--- Text segment ---

2. Introduction by SB
o Goals of the workshop:
- Need of a new forward model in Bremen
- No discussions about the implementation, we want to
- focus on physics and algorithms. Gather alternatives.
- Contributions of the participants will be collected after the
workshop and published as a report or something similar.
o Finished model
- Will be public available, similarly to GNU programs
- Strong emphasis on modularity
o The agenda
3. Presentation of existing models
o measures scattered sunlight
o absorption is included, but no thermal emission
o pseudo-spherical geometry
o full spherical geometry
- data bases
- includes thermal emission
o everything else similar to GOMETRAN
o there already was a single scattering prototype
Q: KK: Mie Scattering
PE: Quasi analytical weighting functions, what means
answer: exactly what you mean by "analytical w.f."
JU: Is spherical standard?
o Nov 96 Workshop in Gothenburg, organised by PE
o two parallel codes, skuld and moliere
- user friendly
- accurate and fast (weighting functions!)

--- Entries supplied ---

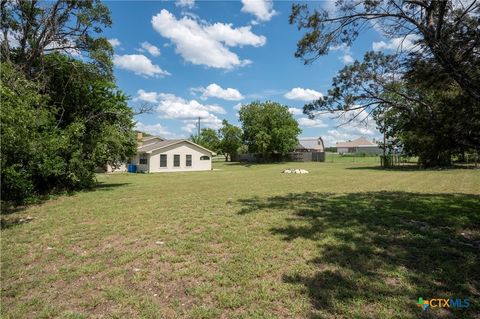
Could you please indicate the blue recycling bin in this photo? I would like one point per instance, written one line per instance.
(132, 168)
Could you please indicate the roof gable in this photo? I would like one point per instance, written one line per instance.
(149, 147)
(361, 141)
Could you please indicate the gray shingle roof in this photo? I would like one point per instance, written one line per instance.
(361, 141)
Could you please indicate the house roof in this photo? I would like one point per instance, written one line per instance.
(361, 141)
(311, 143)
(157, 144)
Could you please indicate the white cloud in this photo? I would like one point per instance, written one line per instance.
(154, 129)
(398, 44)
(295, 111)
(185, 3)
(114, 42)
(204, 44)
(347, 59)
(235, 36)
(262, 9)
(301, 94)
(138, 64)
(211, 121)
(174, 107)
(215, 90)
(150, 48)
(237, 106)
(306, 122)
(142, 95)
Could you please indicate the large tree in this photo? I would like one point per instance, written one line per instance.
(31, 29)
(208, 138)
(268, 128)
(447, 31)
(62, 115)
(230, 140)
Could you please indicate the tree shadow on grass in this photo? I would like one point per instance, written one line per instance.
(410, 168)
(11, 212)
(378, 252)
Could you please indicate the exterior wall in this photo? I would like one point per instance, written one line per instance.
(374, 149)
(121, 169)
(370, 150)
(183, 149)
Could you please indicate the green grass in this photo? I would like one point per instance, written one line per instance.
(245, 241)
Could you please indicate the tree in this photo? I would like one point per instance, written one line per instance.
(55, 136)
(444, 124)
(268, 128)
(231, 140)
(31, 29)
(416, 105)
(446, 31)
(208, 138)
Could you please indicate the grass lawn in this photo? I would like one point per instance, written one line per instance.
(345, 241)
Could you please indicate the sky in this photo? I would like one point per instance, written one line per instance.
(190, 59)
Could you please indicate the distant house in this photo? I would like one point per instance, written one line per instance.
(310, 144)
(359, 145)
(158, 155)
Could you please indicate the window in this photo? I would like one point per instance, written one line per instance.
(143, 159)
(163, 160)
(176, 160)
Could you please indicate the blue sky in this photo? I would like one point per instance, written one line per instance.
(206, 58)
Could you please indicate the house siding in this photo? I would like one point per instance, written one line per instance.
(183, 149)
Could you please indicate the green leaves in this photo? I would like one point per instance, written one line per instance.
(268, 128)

---

* [What to work on]:
A. In the workshop notes, condense the paragraph beginning "Goals of the workshop" into a short list that keeps its main facts.
B. Take the part of the listing that starts with the line containing "Could you please indicate the distant" and runs through the end of the listing. Write it out again with "mark" in place of "indicate", leaving everything else unchanged.

* [Answers for the tasks]:
A.
- A new forward model is needed in Bremen.
- The workshop will focus on physics and algorithms and gather alternatives, not discuss implementation.
- Participants' contributions will be collected afterward and published as a report or something similar.

B.
Could you please mark the distant house in this photo? I would like one point per instance, written one line per instance.
(310, 144)
(359, 145)
(158, 155)
Could you please mark the window in this photo? I would like one point per instance, written one line per instance.
(143, 159)
(163, 160)
(176, 160)
Could you please mark the blue sky in this photo? I would like one point per instance, written one line per instance.
(206, 58)
Could you please mark the house siding in this photo? I would like one point per instance, written one line per instance.
(183, 149)
Could you please mark the green leaves in this photo? I would like one point per instance, written one line per instance.
(268, 128)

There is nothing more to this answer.